Copy the rows below word for word, starting at the line that contains "Q: Can you identify where the magnifying" and continuing through the last line of the rows.

◇ ◇ ◇ ◇ ◇ ◇ ◇

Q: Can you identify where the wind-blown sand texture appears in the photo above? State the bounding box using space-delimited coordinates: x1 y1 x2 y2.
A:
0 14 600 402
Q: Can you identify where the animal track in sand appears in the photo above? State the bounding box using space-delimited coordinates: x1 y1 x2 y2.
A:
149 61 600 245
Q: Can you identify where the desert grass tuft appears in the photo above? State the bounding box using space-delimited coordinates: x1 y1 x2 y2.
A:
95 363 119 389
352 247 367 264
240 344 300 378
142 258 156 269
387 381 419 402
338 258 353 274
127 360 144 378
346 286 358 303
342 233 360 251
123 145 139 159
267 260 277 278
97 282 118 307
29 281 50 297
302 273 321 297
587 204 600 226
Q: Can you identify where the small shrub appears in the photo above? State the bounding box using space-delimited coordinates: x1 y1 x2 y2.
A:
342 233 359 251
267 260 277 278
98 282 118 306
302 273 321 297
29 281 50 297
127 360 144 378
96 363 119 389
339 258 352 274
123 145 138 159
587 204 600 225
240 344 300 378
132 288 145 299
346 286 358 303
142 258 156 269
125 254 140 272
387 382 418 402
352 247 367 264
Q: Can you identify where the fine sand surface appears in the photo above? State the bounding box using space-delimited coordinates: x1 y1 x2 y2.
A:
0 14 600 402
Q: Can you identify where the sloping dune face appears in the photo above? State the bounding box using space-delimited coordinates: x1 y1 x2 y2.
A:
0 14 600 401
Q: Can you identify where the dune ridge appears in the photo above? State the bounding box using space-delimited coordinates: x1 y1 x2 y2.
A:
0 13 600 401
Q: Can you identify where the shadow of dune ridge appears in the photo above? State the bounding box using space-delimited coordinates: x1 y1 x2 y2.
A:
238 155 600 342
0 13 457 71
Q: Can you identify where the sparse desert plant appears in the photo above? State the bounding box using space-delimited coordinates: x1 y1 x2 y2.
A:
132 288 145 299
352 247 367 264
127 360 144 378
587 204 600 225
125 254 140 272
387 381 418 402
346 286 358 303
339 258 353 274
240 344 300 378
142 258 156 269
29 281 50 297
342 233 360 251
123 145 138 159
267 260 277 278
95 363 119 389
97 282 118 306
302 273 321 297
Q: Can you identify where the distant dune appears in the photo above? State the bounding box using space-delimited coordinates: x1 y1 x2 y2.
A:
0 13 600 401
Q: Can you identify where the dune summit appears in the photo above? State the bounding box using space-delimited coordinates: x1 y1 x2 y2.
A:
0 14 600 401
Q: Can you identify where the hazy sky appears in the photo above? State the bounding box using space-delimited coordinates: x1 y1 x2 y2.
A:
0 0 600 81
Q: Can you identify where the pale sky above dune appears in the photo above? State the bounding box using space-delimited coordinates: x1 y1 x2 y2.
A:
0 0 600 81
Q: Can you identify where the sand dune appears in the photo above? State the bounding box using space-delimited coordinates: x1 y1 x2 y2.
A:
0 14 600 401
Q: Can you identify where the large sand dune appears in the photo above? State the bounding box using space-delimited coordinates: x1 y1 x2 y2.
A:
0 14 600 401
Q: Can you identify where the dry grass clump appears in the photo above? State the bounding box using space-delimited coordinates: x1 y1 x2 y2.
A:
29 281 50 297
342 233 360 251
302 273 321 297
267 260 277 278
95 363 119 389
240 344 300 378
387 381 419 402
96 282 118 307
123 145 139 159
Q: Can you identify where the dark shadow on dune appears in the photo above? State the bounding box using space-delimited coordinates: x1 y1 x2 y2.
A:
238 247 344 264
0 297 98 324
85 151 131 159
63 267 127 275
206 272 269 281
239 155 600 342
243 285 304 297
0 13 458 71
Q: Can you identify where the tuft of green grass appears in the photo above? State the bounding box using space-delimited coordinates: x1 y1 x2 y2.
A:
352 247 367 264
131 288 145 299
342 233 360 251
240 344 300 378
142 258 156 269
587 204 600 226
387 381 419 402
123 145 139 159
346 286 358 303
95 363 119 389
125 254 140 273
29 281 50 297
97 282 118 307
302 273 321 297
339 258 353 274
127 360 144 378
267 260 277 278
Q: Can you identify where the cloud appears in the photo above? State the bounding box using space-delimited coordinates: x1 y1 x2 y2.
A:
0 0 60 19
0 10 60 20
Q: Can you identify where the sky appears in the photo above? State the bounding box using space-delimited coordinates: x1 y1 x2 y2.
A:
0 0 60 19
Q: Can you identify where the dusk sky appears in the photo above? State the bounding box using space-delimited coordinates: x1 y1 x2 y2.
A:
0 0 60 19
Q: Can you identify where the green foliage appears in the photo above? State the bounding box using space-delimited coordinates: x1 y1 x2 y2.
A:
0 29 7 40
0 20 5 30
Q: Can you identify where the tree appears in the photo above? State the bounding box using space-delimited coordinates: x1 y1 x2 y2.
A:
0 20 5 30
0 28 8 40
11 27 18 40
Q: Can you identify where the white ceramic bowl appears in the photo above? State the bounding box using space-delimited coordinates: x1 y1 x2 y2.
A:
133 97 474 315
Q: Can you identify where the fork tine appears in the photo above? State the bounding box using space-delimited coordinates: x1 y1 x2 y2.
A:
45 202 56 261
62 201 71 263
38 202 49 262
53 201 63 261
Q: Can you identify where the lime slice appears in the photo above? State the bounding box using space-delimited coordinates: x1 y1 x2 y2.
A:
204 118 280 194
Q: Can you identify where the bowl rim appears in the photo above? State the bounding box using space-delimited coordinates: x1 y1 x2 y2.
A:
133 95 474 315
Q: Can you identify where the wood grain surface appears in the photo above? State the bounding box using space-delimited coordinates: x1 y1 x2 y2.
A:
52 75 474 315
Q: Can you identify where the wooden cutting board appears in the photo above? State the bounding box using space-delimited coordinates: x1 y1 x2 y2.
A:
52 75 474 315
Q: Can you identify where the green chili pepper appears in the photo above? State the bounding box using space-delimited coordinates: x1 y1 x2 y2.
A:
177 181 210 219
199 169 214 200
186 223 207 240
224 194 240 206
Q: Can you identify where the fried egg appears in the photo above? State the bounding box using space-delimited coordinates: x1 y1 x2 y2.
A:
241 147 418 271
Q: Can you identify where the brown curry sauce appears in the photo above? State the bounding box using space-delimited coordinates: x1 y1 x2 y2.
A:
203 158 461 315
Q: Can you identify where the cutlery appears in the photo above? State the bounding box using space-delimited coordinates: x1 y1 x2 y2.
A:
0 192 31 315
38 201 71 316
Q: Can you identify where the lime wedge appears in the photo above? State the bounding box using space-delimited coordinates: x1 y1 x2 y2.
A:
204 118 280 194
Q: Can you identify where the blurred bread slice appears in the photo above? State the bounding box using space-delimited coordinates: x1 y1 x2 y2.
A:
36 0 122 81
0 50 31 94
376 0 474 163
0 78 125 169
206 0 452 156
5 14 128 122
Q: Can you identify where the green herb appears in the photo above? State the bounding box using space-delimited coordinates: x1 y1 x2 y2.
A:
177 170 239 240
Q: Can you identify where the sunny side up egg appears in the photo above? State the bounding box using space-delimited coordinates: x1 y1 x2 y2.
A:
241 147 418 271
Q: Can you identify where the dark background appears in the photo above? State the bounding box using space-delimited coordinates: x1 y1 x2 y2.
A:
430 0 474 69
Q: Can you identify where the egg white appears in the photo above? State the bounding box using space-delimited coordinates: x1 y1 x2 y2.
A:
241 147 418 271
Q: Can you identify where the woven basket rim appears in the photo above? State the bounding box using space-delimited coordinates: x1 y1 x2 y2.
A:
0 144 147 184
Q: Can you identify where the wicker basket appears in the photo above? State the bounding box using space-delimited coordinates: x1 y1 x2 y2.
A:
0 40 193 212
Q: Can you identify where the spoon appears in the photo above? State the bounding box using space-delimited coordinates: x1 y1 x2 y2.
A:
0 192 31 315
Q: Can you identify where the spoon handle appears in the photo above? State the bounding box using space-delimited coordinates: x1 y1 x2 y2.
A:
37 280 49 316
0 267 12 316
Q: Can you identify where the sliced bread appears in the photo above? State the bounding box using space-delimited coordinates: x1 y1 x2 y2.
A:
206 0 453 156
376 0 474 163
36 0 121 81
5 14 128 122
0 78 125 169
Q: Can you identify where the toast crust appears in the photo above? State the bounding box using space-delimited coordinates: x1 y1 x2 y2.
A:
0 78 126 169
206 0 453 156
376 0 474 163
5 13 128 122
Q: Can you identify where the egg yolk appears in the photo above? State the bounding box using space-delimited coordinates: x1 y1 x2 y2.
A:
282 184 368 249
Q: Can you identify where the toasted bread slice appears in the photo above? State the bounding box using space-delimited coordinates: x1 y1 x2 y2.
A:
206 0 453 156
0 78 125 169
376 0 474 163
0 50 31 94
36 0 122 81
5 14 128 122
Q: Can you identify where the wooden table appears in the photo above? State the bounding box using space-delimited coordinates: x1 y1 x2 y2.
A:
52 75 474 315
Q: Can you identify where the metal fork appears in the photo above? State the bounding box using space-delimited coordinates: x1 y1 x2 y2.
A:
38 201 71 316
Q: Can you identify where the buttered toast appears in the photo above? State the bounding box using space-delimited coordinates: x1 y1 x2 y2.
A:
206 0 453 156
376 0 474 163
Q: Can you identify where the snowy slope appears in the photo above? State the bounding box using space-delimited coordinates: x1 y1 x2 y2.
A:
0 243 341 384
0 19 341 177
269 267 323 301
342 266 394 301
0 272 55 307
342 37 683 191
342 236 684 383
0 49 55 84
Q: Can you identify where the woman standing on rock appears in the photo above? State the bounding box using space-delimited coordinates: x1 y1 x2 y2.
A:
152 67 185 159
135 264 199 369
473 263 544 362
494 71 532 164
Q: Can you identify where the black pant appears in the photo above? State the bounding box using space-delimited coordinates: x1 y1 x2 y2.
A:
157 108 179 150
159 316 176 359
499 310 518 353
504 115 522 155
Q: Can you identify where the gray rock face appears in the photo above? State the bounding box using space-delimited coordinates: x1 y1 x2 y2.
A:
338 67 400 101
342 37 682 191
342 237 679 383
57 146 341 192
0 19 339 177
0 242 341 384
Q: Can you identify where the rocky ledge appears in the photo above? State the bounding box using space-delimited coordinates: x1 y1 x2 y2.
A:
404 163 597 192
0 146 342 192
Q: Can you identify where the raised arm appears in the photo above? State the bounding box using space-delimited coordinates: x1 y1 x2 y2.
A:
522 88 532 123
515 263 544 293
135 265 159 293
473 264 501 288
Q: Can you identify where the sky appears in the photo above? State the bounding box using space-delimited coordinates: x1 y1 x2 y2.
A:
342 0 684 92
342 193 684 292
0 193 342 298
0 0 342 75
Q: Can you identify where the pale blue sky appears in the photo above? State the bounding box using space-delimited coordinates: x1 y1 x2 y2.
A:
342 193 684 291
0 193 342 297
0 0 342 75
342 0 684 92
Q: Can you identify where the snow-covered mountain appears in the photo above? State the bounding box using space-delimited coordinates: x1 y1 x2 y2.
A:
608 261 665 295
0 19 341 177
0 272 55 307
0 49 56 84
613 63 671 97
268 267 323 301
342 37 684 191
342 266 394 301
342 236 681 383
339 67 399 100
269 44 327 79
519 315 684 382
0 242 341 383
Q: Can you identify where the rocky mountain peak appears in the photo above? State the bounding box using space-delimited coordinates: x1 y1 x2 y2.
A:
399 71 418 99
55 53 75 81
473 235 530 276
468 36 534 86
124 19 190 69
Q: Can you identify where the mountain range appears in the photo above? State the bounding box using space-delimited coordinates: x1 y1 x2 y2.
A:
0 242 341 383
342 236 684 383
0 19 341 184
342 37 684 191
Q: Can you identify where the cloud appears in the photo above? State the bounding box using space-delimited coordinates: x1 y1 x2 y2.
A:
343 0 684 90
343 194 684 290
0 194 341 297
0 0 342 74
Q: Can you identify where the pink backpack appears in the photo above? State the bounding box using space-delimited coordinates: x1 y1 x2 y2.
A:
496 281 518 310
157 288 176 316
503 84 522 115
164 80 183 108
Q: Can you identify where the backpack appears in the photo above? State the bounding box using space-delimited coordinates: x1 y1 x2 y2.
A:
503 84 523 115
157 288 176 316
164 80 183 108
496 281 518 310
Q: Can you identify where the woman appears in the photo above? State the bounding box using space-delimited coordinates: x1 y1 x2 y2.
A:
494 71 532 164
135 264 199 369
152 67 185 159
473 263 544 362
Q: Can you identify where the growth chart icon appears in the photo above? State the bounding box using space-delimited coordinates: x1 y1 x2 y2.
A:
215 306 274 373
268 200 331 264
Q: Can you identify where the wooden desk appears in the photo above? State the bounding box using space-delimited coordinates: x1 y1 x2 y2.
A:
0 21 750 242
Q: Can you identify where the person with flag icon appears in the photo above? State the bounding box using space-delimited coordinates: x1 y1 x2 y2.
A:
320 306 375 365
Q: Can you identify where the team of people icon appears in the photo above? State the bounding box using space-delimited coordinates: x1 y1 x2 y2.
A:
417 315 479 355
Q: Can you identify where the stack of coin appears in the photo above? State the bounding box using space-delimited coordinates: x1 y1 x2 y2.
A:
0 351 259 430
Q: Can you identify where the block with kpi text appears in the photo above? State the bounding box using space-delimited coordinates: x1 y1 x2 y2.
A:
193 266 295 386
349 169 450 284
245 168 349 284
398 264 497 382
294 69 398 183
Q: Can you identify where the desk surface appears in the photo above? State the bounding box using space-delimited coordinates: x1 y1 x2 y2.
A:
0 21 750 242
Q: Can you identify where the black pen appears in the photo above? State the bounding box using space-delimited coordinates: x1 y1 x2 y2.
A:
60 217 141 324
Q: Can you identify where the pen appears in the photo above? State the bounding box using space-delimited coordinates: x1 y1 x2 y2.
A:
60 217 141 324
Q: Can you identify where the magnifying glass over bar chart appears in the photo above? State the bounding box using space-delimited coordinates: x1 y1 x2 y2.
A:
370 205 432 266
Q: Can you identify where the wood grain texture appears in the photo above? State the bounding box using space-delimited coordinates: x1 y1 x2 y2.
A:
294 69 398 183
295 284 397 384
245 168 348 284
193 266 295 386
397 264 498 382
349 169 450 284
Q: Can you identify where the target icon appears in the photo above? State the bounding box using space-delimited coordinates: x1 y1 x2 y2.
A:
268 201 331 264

◇ ◇ ◇ ◇ ◇ ◇ ◇

**SOLUTION FOR THIS TASK**.
Q: Can you identify where the magnifying glass over bar chart appears in the photo above? State the bounding box using space-delimited coordinates: x1 y1 x2 y2.
A:
370 205 432 266
Q: Can you identify where the wood grain texture appears in the photo above? State the bounding box using space-delimited coordinates: x1 y1 x2 y2.
A:
294 69 398 183
295 284 397 384
245 168 348 284
193 266 295 386
397 264 498 382
349 169 450 284
Q: Can you identify where the target icon appears in the photo above? State the bounding box using space-delimited coordinates: x1 y1 x2 y2.
A:
268 201 331 264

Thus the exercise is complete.